** Start of INPUT FOR THIS TASK **
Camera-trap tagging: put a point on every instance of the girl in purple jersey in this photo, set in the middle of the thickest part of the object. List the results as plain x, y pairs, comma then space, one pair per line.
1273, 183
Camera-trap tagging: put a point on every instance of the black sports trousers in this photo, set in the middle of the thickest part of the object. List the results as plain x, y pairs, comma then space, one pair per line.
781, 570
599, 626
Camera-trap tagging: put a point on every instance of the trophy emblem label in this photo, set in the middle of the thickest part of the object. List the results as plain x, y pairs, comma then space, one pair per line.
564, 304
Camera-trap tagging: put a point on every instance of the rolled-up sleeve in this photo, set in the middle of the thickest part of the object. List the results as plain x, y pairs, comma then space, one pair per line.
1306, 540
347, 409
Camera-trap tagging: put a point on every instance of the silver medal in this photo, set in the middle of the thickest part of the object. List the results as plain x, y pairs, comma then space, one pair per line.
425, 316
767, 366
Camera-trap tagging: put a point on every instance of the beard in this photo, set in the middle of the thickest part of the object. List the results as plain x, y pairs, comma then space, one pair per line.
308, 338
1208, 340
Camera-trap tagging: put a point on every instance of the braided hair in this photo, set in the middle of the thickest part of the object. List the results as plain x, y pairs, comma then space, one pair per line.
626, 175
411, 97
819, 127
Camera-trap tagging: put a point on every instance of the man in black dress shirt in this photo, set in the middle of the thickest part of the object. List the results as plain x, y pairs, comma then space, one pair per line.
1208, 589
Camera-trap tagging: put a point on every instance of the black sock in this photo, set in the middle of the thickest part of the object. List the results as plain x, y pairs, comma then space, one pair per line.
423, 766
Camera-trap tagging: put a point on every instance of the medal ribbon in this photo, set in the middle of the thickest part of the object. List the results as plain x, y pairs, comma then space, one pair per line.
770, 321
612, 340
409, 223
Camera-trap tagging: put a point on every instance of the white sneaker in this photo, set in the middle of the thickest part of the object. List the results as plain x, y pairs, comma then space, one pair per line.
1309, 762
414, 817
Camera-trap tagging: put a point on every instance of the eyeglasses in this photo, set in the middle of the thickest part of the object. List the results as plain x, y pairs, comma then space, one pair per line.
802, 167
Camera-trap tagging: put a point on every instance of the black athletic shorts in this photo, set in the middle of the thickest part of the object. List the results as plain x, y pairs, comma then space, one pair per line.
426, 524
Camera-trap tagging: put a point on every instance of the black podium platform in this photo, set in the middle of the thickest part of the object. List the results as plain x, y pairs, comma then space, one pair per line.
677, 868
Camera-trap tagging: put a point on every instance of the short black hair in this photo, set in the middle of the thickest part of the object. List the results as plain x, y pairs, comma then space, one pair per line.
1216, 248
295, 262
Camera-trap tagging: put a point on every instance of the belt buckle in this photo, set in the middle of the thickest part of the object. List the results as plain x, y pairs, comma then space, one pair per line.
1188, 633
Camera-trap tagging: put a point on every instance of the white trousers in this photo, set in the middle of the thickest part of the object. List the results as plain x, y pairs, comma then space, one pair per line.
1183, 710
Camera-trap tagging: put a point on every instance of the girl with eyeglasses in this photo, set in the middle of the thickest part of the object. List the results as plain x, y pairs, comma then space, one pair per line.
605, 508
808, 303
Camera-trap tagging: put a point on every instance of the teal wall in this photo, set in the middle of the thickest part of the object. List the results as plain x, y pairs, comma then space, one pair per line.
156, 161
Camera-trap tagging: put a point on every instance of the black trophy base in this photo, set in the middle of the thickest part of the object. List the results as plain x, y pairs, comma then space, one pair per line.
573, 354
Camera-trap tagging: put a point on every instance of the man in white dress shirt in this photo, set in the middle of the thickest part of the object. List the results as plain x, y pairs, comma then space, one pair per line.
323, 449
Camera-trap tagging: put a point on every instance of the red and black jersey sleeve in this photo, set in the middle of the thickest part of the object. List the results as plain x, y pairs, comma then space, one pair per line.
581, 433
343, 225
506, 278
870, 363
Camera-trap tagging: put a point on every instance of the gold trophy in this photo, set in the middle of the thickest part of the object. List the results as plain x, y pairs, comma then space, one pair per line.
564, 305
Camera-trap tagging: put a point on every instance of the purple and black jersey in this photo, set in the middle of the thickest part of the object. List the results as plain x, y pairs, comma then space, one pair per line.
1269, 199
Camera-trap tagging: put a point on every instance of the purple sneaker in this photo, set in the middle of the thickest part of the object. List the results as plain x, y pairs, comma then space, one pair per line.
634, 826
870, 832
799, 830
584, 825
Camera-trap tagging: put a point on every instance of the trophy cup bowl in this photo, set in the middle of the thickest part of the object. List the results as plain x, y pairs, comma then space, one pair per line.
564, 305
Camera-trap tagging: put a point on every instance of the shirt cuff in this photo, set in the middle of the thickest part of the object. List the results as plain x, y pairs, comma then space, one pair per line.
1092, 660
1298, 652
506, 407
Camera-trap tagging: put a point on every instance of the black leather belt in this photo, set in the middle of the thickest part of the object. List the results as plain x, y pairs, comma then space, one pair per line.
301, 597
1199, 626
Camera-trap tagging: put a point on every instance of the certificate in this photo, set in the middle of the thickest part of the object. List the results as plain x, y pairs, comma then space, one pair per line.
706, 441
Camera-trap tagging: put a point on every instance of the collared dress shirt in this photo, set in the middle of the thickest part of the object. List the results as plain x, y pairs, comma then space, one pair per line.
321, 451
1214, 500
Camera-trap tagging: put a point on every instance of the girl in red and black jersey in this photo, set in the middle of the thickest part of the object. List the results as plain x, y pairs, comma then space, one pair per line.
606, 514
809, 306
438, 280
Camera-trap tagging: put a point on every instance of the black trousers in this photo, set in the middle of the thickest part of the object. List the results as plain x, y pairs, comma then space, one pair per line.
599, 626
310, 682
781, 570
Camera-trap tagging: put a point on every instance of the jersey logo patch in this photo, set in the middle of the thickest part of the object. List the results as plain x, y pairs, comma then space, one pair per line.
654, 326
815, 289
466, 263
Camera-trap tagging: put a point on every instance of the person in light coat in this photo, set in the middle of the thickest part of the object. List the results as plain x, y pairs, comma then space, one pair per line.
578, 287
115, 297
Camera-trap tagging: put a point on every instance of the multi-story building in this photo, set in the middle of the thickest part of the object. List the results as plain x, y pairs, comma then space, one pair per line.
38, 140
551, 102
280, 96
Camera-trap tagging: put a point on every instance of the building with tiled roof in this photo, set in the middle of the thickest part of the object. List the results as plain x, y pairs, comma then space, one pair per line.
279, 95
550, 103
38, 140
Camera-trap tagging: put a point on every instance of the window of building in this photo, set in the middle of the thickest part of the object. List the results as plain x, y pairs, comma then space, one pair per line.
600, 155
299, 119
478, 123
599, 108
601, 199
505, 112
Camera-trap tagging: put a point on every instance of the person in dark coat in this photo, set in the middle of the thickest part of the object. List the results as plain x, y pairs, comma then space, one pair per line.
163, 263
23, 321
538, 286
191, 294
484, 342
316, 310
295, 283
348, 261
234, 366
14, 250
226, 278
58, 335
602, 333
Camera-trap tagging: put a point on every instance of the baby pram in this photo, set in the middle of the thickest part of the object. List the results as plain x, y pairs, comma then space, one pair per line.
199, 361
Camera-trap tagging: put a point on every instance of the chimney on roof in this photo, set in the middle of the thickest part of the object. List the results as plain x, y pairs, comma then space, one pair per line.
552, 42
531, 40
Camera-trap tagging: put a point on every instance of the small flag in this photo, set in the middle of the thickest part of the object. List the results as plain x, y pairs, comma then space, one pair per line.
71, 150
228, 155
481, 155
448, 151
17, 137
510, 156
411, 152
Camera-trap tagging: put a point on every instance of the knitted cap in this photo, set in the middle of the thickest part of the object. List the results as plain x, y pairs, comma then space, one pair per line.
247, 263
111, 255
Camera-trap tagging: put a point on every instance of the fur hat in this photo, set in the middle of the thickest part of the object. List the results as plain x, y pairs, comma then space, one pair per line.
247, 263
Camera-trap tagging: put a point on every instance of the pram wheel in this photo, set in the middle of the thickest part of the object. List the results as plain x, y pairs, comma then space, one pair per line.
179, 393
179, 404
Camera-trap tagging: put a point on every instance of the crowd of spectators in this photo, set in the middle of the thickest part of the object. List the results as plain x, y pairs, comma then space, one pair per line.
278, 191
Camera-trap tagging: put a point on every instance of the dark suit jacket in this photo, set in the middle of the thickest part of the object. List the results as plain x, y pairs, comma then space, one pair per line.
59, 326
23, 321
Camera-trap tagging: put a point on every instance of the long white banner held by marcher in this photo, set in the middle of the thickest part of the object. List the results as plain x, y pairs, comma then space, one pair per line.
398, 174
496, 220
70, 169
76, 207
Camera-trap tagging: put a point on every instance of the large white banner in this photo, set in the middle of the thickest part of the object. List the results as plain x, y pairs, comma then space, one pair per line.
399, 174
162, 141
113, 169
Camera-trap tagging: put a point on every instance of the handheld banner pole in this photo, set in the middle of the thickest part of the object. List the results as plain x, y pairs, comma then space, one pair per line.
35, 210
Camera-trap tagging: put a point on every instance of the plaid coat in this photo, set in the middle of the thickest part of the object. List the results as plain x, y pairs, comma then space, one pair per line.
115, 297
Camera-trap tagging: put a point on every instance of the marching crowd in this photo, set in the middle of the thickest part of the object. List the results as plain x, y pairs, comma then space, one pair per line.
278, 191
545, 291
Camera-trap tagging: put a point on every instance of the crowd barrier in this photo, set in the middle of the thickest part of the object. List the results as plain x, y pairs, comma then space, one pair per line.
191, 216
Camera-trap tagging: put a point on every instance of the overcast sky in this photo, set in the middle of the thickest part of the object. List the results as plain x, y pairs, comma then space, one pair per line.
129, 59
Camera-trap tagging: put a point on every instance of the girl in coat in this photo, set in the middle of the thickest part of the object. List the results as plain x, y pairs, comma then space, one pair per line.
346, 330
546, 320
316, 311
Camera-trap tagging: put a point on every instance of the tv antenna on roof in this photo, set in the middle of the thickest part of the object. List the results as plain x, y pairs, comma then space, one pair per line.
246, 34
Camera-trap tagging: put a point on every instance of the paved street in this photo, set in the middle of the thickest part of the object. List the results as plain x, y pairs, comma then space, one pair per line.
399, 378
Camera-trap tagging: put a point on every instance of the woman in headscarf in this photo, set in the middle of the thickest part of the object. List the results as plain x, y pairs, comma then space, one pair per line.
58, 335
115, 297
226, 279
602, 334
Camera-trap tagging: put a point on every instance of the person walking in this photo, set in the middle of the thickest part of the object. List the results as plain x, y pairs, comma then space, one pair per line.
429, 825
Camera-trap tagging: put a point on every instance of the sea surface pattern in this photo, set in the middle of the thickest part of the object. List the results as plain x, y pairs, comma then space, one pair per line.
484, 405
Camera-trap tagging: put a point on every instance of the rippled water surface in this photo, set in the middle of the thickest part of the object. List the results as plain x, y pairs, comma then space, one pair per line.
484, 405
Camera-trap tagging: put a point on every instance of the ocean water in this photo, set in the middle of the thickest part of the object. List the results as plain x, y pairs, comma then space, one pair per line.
** End of INPUT FOR THIS TASK **
Take every line from the one containing "the person walking" to the end of the listing and output it exactly, with nothing else.

Camera-trap tagging: put a point on every instance of the person walking in this photo, set in the middle of the thickest part of the object. List the results as plain x, y pairs, comma then space, one pair per line.
429, 825
Camera-trap tagging: put a point on every instance of the sea surface pattern in this photo, set in the middle of the thickest part of the object. List the results as plain x, y pairs, comma then space, one pair per line.
484, 405
Camera-trap tagging: put a point on every instance of the rippled water surface in this photo, set in the middle of the thickest part of the object. List the results as plain x, y pairs, comma then space, one pair per line.
484, 405
Camera-trap tagging: put a point on every instance of the ocean water in this photo, set in the middle of the thickest part of the object. List the results as plain x, y pairs, comma then space, one pair per line.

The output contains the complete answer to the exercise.